Work to complete:
Rewrite the listing below, starting at its first line and ending at the line containing "point(930, 651)", with every "pin" changed to "marker" and nothing else altered. Leave the pictures out of your answer.

Given entries:
----

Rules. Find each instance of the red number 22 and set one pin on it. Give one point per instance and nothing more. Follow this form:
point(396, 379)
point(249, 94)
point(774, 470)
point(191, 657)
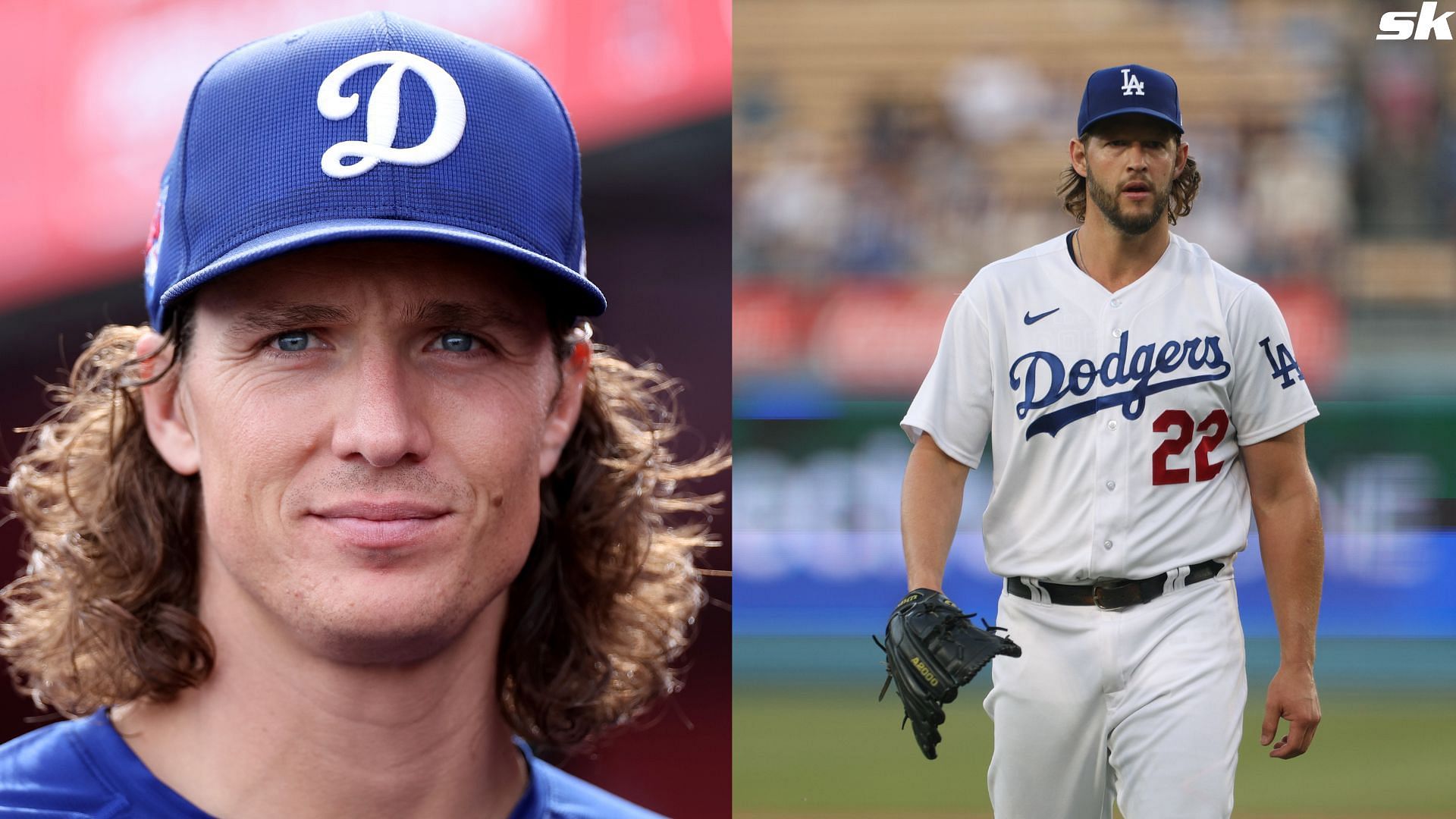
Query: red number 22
point(1218, 422)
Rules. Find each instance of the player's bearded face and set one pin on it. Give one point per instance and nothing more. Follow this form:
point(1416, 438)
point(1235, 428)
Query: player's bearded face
point(1130, 165)
point(370, 425)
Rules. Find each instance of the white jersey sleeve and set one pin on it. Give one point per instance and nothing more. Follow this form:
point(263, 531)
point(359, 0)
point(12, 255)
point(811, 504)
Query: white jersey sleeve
point(954, 403)
point(1270, 395)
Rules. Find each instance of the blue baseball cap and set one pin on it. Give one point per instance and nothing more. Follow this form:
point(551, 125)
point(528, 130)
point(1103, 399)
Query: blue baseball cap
point(1128, 89)
point(369, 127)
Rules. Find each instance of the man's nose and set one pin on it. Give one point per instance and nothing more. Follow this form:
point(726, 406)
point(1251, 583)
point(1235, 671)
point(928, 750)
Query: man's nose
point(379, 416)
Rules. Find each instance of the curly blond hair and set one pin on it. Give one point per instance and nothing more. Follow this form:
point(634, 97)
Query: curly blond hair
point(105, 611)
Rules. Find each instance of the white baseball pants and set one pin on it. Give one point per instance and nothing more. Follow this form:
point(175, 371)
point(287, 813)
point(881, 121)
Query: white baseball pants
point(1142, 704)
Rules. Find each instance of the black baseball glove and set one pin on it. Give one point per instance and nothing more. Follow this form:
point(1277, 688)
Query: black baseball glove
point(930, 651)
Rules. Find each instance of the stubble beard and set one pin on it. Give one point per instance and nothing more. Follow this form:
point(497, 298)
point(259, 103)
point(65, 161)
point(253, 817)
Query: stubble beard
point(1106, 202)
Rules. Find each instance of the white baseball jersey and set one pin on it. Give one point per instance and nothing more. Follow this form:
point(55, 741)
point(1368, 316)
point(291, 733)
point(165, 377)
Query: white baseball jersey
point(1116, 417)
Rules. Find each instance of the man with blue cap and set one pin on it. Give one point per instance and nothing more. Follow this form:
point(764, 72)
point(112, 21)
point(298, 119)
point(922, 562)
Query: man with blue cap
point(362, 521)
point(1142, 401)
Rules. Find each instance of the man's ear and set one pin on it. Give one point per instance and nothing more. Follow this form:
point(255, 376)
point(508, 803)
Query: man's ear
point(566, 407)
point(168, 423)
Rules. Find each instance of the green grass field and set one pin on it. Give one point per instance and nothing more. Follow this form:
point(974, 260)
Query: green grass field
point(814, 751)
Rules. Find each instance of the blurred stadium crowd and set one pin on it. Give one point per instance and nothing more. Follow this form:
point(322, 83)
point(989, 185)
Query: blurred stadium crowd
point(886, 152)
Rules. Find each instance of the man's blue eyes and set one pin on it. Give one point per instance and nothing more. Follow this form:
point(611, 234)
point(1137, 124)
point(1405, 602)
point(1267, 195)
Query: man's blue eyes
point(456, 341)
point(293, 341)
point(297, 341)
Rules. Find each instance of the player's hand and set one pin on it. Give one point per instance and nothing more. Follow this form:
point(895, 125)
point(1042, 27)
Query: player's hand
point(1292, 697)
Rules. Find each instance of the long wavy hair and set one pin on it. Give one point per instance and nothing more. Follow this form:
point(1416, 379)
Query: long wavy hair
point(105, 611)
point(1074, 190)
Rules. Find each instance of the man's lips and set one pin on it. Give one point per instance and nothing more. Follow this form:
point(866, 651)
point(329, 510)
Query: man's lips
point(382, 510)
point(381, 525)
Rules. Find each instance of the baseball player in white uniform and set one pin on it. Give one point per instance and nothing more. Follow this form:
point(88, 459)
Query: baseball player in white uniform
point(1141, 400)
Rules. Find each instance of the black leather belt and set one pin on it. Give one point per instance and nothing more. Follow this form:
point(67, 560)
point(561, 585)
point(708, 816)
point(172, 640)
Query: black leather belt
point(1111, 594)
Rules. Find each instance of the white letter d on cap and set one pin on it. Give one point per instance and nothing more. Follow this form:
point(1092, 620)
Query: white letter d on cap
point(383, 114)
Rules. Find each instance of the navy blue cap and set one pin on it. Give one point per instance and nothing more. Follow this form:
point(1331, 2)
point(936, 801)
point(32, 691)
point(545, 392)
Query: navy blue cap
point(375, 126)
point(1128, 89)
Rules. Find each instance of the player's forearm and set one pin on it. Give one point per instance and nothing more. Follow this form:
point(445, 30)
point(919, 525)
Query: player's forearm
point(929, 510)
point(1293, 545)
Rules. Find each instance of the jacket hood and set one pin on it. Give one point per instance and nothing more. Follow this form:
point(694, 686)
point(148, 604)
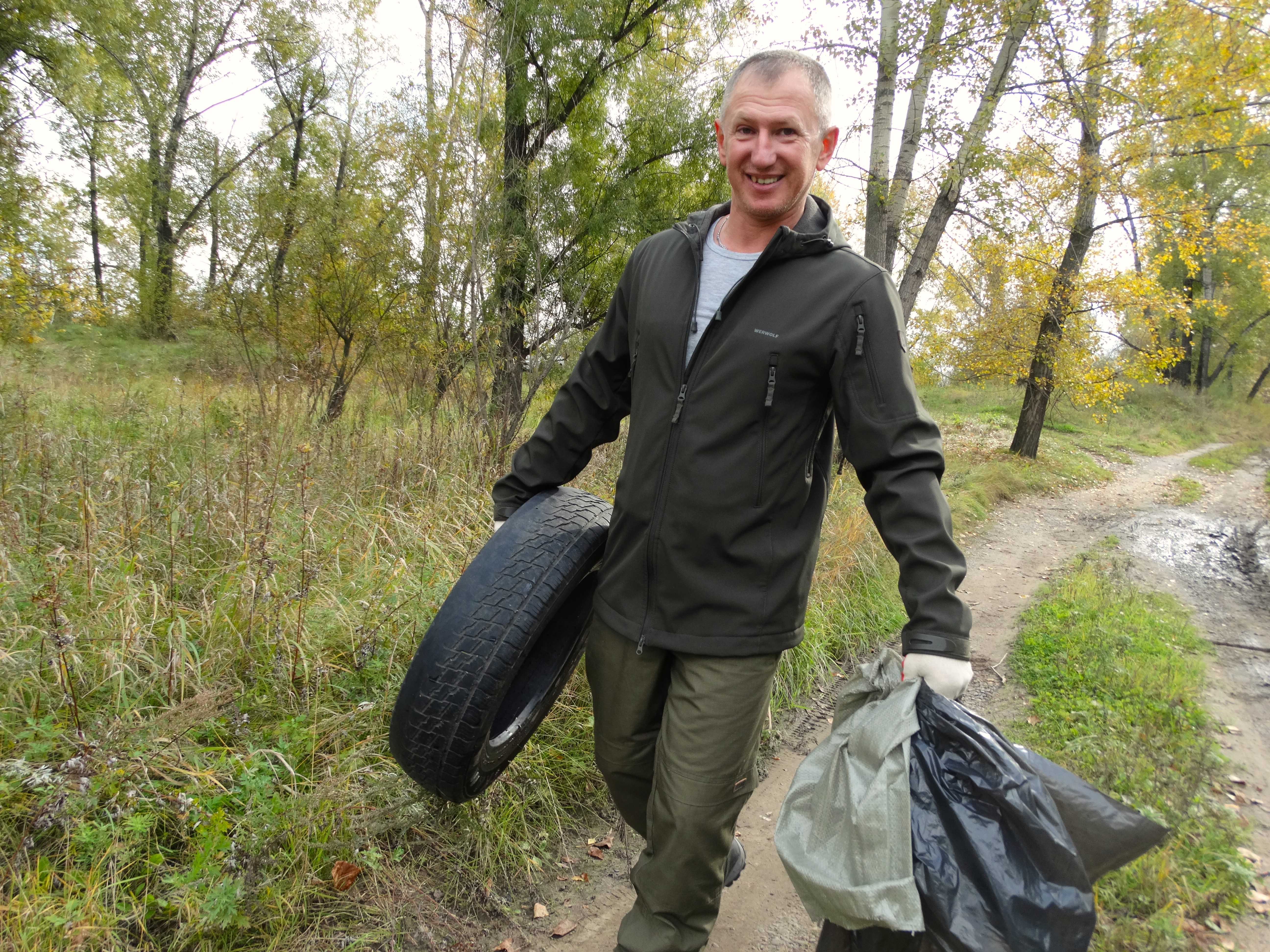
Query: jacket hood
point(816, 233)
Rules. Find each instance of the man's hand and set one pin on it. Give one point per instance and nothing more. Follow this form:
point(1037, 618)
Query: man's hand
point(945, 676)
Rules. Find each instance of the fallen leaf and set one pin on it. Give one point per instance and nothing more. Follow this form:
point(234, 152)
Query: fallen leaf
point(564, 928)
point(345, 875)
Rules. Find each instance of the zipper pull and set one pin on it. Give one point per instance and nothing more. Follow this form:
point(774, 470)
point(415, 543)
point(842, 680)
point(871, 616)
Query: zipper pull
point(679, 403)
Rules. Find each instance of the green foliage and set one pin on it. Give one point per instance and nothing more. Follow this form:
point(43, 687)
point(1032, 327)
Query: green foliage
point(1117, 681)
point(224, 605)
point(1227, 459)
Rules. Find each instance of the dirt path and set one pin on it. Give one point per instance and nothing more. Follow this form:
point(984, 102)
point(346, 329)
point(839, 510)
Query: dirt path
point(1206, 553)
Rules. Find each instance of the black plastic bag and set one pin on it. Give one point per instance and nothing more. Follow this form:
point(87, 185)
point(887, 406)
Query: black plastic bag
point(994, 862)
point(1108, 834)
point(992, 787)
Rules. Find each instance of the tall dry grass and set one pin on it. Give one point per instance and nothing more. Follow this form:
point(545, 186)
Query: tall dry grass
point(206, 615)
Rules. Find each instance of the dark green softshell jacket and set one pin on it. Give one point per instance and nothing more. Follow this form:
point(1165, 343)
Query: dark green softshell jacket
point(718, 511)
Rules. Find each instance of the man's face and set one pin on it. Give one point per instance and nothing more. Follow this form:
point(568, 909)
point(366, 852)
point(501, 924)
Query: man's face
point(771, 145)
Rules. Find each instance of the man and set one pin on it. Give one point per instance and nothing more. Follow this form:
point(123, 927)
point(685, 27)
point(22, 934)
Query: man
point(731, 341)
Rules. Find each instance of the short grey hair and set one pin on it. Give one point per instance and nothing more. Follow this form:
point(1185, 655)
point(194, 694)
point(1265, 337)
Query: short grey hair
point(774, 64)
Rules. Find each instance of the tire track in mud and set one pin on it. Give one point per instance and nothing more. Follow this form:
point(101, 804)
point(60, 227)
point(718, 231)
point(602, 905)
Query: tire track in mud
point(1213, 554)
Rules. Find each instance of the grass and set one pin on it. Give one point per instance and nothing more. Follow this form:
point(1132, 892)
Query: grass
point(1117, 678)
point(1183, 490)
point(1076, 447)
point(209, 601)
point(1227, 459)
point(208, 612)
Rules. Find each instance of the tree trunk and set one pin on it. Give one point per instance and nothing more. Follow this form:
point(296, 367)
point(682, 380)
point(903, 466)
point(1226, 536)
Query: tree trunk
point(912, 136)
point(95, 223)
point(340, 388)
point(513, 266)
point(289, 216)
point(951, 192)
point(1203, 379)
point(1262, 379)
point(164, 281)
point(1058, 305)
point(214, 216)
point(878, 186)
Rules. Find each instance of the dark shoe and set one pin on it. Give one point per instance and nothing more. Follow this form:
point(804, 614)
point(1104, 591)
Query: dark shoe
point(736, 862)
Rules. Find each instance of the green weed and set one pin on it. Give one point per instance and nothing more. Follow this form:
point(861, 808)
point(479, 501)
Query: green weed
point(1117, 676)
point(1227, 459)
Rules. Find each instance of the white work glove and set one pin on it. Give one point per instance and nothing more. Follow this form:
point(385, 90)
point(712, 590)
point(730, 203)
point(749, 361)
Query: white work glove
point(944, 676)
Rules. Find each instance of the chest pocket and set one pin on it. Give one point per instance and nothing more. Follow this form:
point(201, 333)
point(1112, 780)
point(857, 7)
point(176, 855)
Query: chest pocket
point(878, 365)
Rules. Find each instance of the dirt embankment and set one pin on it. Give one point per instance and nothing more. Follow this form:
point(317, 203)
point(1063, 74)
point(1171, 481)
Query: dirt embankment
point(1213, 554)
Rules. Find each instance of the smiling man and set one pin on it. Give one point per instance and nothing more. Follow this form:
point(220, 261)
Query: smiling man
point(734, 342)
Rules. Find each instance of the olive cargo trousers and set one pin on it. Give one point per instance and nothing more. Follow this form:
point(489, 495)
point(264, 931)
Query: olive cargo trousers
point(677, 742)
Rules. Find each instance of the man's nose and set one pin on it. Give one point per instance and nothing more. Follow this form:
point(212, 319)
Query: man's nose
point(765, 149)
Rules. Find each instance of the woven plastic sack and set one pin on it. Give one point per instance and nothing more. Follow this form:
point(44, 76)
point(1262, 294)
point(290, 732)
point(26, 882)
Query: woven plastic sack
point(844, 831)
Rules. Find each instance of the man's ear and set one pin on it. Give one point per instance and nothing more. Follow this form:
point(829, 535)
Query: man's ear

----

Result:
Rules. Find each instance of the red number 22 and set one marker on it. Give one point per instance and nothing more. Follow this form:
point(396, 379)
point(249, 94)
point(774, 470)
point(191, 657)
Query: red number 22
point(1218, 422)
Rules. Find each instance of the player's bearded face and set one marker on it. Give one point per instance and nothing more. Follow this form:
point(1416, 438)
point(1235, 428)
Query: player's bearded face
point(1130, 165)
point(370, 425)
Rules. Find each instance of the white jersey sleeve and set one marker on it. Give one point per instance and nothing more. Follow this form:
point(263, 531)
point(359, 0)
point(12, 255)
point(811, 504)
Query: white jersey sleeve
point(954, 403)
point(1270, 395)
Rules. Find each instance of the blue baseball cap and set one marker on it. Give one point per instance and nothing more. Follow this form:
point(551, 125)
point(528, 130)
point(1103, 399)
Query: blue baseball cap
point(1128, 89)
point(369, 127)
Rules. Find each instance of the man's nose and set one marker on it. Give one point per instance and nothing more. Follow this form:
point(726, 406)
point(1251, 583)
point(1235, 671)
point(928, 750)
Query: man's nose
point(379, 416)
Rules. Find each instance of the curly blond hair and set one marker on it. Give one point per instance and nothing more. Follow this form:
point(634, 97)
Query: curly blond hair
point(105, 611)
Rules. Find each instance of the white baseball pants and set one marker on it. Give one point per instance and nothing more. Follow this form:
point(175, 371)
point(287, 813)
point(881, 121)
Query: white baseball pants
point(1142, 704)
Rules. Find each instance of the black baseball glove and set one marker on it. Give one point per instance and nothing more. Follow this form:
point(1277, 688)
Query: black baseball glove
point(930, 651)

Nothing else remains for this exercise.